▶ **Data for the task**
▬▬▬▬▬▬

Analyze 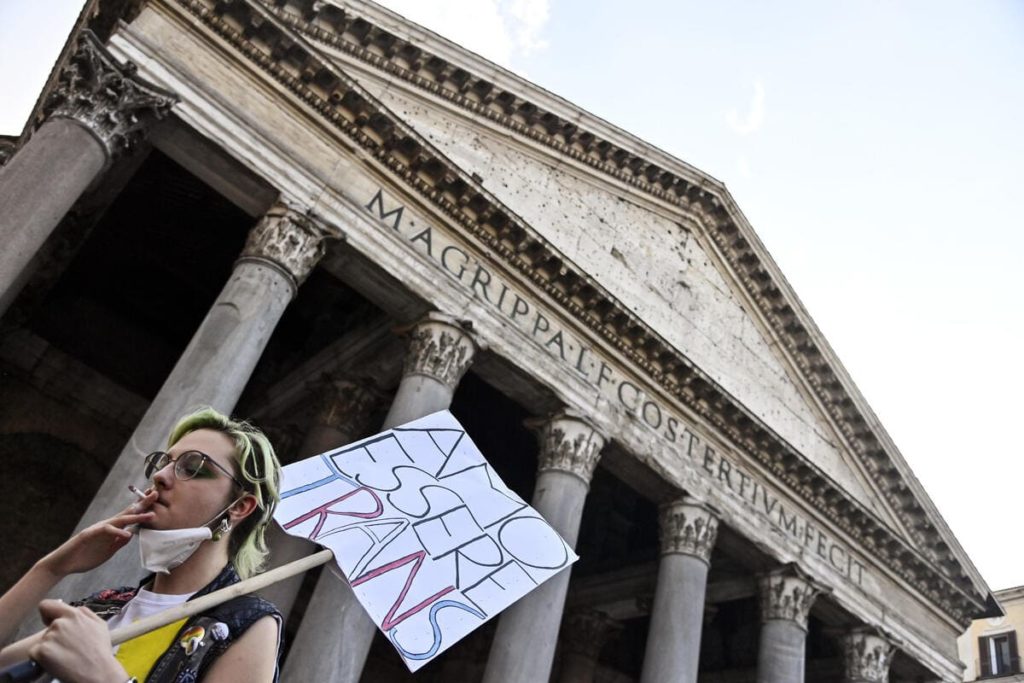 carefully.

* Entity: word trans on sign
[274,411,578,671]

▬▬▬▬▬▬

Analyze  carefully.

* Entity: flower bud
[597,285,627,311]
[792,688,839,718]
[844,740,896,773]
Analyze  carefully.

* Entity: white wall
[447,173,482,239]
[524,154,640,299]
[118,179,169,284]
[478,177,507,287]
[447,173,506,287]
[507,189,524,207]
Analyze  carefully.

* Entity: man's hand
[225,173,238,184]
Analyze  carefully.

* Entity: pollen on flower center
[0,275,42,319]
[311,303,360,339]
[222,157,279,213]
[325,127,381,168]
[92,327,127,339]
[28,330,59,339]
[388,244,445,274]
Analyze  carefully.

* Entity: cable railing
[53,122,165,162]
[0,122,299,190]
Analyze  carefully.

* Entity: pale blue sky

▬▬▬▬▬▬

▶ **Work to do**
Gather every line in the records above that contains the word "Entity", and copy each one unchanged in its original order.

▶ **Solution to this problem**
* Entity: word trans on sign
* Entity: flower bud
* Entity: white wall
* Entity: man's hand
* Entity: pollen on flower center
* Entity: cable railing
* Entity: pale blue sky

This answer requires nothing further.